- Directive
Every line must be returned precisely as it is written.

- Data extract
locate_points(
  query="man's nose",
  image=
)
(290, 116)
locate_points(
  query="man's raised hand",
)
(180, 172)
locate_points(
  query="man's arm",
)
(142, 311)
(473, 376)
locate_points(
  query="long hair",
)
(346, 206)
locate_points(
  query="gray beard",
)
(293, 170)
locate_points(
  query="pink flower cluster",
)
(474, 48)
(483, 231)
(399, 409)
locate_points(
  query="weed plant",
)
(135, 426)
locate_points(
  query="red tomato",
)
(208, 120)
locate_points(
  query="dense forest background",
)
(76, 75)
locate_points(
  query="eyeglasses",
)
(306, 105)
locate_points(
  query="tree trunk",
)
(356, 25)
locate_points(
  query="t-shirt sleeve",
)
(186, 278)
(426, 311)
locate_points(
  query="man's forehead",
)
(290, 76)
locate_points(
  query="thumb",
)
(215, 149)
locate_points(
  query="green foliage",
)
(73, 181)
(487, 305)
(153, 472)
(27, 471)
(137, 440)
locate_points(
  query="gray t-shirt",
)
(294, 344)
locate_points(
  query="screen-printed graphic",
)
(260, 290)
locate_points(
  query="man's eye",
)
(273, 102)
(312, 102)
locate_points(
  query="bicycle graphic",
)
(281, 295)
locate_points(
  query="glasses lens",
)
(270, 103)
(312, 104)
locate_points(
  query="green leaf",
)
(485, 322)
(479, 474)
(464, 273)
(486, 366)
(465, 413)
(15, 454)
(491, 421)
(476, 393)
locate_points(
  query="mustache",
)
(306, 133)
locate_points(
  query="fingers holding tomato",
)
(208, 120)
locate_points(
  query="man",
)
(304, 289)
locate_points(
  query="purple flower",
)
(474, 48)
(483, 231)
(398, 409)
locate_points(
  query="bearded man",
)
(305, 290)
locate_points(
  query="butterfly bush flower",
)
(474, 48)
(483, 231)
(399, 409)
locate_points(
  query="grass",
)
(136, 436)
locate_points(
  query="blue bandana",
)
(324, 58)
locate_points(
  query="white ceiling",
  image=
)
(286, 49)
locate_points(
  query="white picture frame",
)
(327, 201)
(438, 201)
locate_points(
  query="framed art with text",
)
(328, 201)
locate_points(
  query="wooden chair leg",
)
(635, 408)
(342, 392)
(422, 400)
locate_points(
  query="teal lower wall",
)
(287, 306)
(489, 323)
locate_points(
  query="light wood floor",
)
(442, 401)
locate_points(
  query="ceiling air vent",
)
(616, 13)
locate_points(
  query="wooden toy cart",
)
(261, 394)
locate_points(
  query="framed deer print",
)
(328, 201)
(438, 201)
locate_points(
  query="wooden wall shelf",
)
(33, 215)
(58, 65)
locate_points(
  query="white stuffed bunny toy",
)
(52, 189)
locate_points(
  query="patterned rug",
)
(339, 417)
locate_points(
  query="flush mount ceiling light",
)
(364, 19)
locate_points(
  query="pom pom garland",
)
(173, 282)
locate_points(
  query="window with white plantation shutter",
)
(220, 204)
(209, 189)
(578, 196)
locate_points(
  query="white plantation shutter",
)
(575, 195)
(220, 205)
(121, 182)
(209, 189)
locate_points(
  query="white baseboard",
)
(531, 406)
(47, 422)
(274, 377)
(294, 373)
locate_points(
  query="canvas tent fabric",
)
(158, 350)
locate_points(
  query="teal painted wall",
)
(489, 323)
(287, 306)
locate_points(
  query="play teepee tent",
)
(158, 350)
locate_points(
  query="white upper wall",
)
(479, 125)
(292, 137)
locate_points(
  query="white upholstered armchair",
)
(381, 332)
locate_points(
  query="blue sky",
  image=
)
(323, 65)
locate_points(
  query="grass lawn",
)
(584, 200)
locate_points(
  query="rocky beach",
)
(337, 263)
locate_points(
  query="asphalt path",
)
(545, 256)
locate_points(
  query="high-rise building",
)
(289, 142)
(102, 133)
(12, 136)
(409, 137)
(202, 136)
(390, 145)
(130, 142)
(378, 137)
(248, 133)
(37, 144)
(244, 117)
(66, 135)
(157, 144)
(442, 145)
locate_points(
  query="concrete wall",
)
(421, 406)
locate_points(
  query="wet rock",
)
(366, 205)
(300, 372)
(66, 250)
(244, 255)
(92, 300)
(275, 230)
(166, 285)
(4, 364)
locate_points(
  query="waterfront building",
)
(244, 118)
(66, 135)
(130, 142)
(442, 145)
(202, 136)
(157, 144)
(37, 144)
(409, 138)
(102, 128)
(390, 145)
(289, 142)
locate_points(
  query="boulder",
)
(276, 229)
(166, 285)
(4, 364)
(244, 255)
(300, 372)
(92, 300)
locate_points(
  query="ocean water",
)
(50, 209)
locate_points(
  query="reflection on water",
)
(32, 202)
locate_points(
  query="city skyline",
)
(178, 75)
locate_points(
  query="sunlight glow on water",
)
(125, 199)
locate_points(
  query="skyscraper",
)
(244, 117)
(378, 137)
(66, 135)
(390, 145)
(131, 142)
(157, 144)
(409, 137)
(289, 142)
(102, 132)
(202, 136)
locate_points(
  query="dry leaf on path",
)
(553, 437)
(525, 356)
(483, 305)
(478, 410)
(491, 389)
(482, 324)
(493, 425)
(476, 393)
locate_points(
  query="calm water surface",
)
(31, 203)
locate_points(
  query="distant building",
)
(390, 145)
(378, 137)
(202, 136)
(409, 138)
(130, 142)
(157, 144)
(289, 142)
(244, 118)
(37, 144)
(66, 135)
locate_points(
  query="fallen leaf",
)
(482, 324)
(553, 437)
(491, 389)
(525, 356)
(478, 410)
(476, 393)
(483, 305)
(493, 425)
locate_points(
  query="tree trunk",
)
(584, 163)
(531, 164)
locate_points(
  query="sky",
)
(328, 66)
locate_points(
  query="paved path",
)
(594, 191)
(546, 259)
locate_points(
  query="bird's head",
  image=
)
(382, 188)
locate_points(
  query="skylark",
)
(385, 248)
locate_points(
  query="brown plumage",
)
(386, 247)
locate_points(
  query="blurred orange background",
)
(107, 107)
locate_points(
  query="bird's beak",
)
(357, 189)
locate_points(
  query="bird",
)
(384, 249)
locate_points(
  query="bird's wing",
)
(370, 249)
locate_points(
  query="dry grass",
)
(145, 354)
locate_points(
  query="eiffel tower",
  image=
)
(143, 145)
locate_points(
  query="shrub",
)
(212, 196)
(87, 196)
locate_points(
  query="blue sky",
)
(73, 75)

- Written answer
locate_points(
  query="man's nose",
  image=
)
(290, 116)
locate_points(
  query="man's raised hand",
)
(180, 172)
locate_points(
  query="man's arm",
)
(142, 311)
(473, 376)
locate_points(
  query="long hair",
)
(346, 206)
locate_points(
  query="gray beard",
)
(293, 170)
locate_points(
  query="pink flower cluster",
)
(474, 48)
(483, 231)
(399, 409)
locate_points(
  query="weed plant",
)
(135, 426)
locate_points(
  query="red tomato",
)
(208, 120)
locate_points(
  query="dense forest background",
)
(76, 75)
locate_points(
  query="eyeglasses",
)
(306, 105)
locate_points(
  query="tree trunk",
)
(356, 25)
locate_points(
  query="t-shirt sleeve",
)
(186, 278)
(426, 311)
locate_points(
  query="man's forehead",
)
(290, 76)
locate_points(
  query="thumb",
)
(215, 149)
locate_points(
  query="green foliage",
)
(73, 181)
(487, 305)
(153, 472)
(27, 471)
(137, 440)
locate_points(
  query="gray t-shirt",
)
(294, 344)
locate_points(
  query="screen-printed graphic",
)
(260, 290)
locate_points(
  query="man's eye",
)
(273, 102)
(312, 102)
locate_points(
  query="bicycle graphic",
)
(281, 295)
locate_points(
  query="glasses lens",
)
(270, 103)
(312, 104)
locate_points(
  query="green leaf",
)
(485, 322)
(479, 474)
(464, 273)
(486, 366)
(465, 413)
(15, 454)
(491, 421)
(476, 393)
locate_points(
  query="mustache",
)
(306, 133)
locate_points(
  query="fingers holding tomato",
)
(208, 120)
locate_points(
  query="man",
)
(304, 289)
locate_points(
  query="purple flower",
)
(474, 48)
(483, 231)
(398, 409)
locate_points(
  query="bearded man",
)
(305, 290)
locate_points(
  query="butterfly bush flower",
)
(474, 48)
(483, 231)
(399, 409)
locate_points(
  query="grass",
)
(136, 436)
locate_points(
  query="blue bandana",
)
(324, 58)
locate_points(
  query="white ceiling",
  image=
)
(286, 49)
locate_points(
  query="white picture frame",
)
(327, 201)
(438, 201)
locate_points(
  query="framed art with text",
)
(328, 201)
locate_points(
  query="wooden chair leg",
)
(635, 408)
(342, 392)
(422, 400)
locate_points(
  query="teal lower wall",
)
(287, 306)
(489, 323)
locate_points(
  query="light wood floor",
)
(442, 401)
locate_points(
  query="ceiling air vent",
)
(616, 13)
locate_points(
  query="wooden toy cart",
)
(261, 394)
locate_points(
  query="framed deer print",
)
(328, 201)
(438, 201)
locate_points(
  query="wooden wall shelf",
)
(33, 215)
(58, 65)
locate_points(
  query="white stuffed bunny toy",
)
(52, 189)
locate_points(
  query="patterned rug",
)
(339, 417)
locate_points(
  query="flush mount ceiling light",
)
(364, 19)
locate_points(
  query="pom pom garland",
)
(173, 282)
locate_points(
  query="window with white plantation shutter",
)
(220, 204)
(209, 189)
(578, 196)
locate_points(
  query="white plantation shutter",
)
(575, 195)
(220, 205)
(121, 182)
(209, 189)
locate_points(
  query="white baseboard",
)
(531, 406)
(47, 422)
(274, 377)
(294, 373)
locate_points(
  query="canvas tent fabric",
)
(158, 350)
locate_points(
  query="teal painted wall",
)
(489, 323)
(287, 306)
locate_points(
  query="play teepee tent",
)
(158, 350)
locate_points(
  query="white upper wall",
)
(479, 125)
(292, 137)
locate_points(
  query="white upholstered armchair",
)
(381, 332)
locate_points(
  query="blue sky",
  image=
)
(323, 65)
locate_points(
  query="grass lawn",
)
(584, 200)
locate_points(
  query="rocky beach",
)
(337, 263)
locate_points(
  query="asphalt path",
)
(545, 256)
locate_points(
  query="high-rise building",
)
(289, 142)
(102, 133)
(12, 136)
(409, 137)
(202, 136)
(390, 145)
(130, 142)
(378, 137)
(248, 133)
(37, 144)
(244, 117)
(66, 135)
(157, 144)
(442, 145)
locate_points(
  query="concrete wall",
)
(421, 406)
locate_points(
  query="wet rock",
)
(366, 205)
(300, 372)
(66, 250)
(244, 255)
(92, 300)
(275, 230)
(166, 285)
(4, 364)
locate_points(
  query="waterfront building",
)
(244, 118)
(66, 135)
(130, 142)
(442, 145)
(202, 136)
(157, 144)
(37, 144)
(409, 138)
(102, 128)
(390, 145)
(289, 142)
locate_points(
  query="boulder",
)
(276, 229)
(166, 285)
(4, 364)
(244, 255)
(300, 372)
(92, 300)
locate_points(
  query="ocean water",
)
(50, 209)
locate_points(
  query="reflection on water",
)
(32, 202)
locate_points(
  query="city skyline",
)
(178, 75)
locate_points(
  query="sunlight glow on water",
)
(125, 199)
locate_points(
  query="skyscraper",
)
(244, 117)
(378, 137)
(66, 135)
(390, 145)
(131, 142)
(157, 144)
(409, 137)
(289, 142)
(102, 132)
(202, 136)
locate_points(
  query="dry leaf on path",
)
(553, 437)
(525, 356)
(483, 305)
(478, 410)
(491, 389)
(482, 324)
(493, 425)
(476, 393)
locate_points(
  query="calm water surface",
)
(31, 203)
locate_points(
  query="distant building",
)
(390, 145)
(378, 137)
(202, 136)
(409, 138)
(130, 142)
(157, 144)
(289, 142)
(244, 118)
(37, 144)
(66, 135)
locate_points(
  query="fallen leaf",
)
(482, 324)
(553, 437)
(491, 389)
(525, 356)
(478, 410)
(476, 393)
(483, 305)
(493, 425)
locate_points(
  query="tree trunk",
)
(584, 163)
(531, 164)
locate_points(
  query="sky",
)
(328, 66)
locate_points(
  query="paved path",
)
(594, 191)
(546, 259)
locate_points(
  query="bird's head",
  image=
)
(382, 188)
locate_points(
  query="skylark",
)
(385, 248)
locate_points(
  query="brown plumage",
)
(386, 247)
locate_points(
  query="blurred orange background",
)
(107, 107)
locate_points(
  query="bird's beak",
)
(357, 189)
locate_points(
  query="bird",
)
(384, 249)
locate_points(
  query="bird's wing",
)
(370, 249)
locate_points(
  query="dry grass",
)
(145, 354)
locate_points(
  query="eiffel tower",
  image=
)
(143, 145)
locate_points(
  query="shrub",
)
(212, 196)
(87, 196)
locate_points(
  query="blue sky",
)
(73, 75)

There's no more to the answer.